Reading text —
The reason that unit was so successful was very simple: Team's could not use their bigs to double team both KG or Shaq without the other being covered by a wing and even if they sagged a wing to help double on one of them then that left the other single covered, not to mention left Ray, Paul or Rondo open. When teams sagged off Rondo, he had a clear passing lane to either Shaq or KG inside. When they didn't, he blew by them and either laid it up or dished out as the defenses collapsed.
Unfortunately, of course, Shaq got hurt and what could have been an easy ride to a title evaporated. Now, when Jermaine O'Neal or Semih Erden were in at C, we weren't quite the same dominant force, but both those guys still commanded enough attention inside that their defenders could not abandon them. Both JO and Semih were long enough they were not easy to block and good enough touch shooters so you could not leave them alone down low. Thus double teams on KG had to come from smaller defenders leaving Ray, Paul or Rondo alone. So even with JO or Semih in at C, our offense still could generate points.

Exercises to complete —
[A] In the basketball passage, transcribe the words from "Unfortunately, of course, Shaq" to "could generate points.".
[B] List every player named in the basketball passage, giving each player only once.

Material —
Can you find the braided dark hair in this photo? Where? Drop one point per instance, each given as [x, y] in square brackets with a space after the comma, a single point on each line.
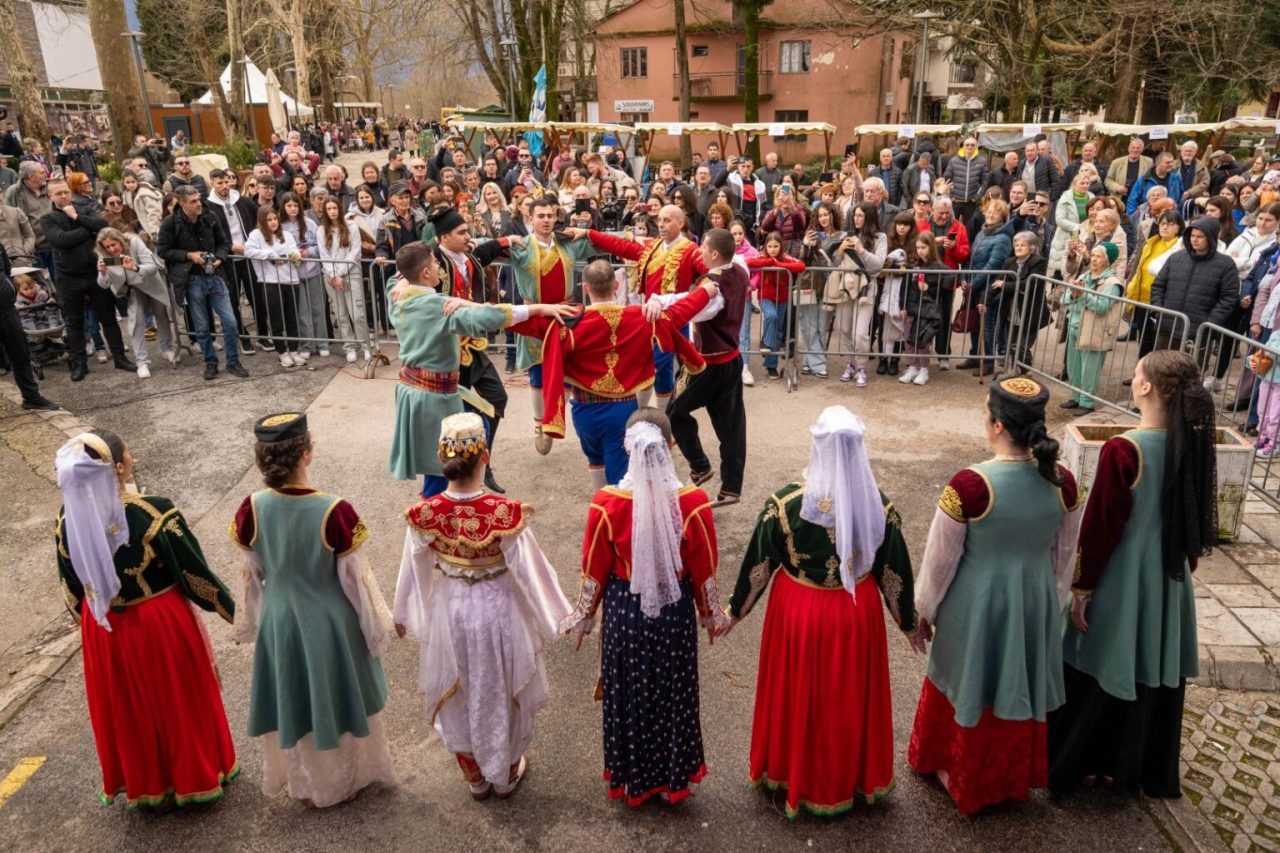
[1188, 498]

Task-by-task answers —
[A]
Unfortunately, of course, Shaq got hurt and what could have been an easy ride to a title evaporated. Now, when Jermaine O'Neal or Semih Erden were in at C, we weren't quite the same dominant force, but both those guys still commanded enough attention inside that their defenders could not abandon them. Both JO and Semih were long enough they were not easy to block and good enough touch shooters so you could not leave them alone down low. Thus double teams on KG had to come from smaller defenders leaving Ray, Paul or Rondo alone. So even with JO or Semih in at C, our offense still could generate points.

[B] KG, Shaq, Ray, Paul, Rondo, Jermaine O'Neal (JO), Semih Erden (Semih)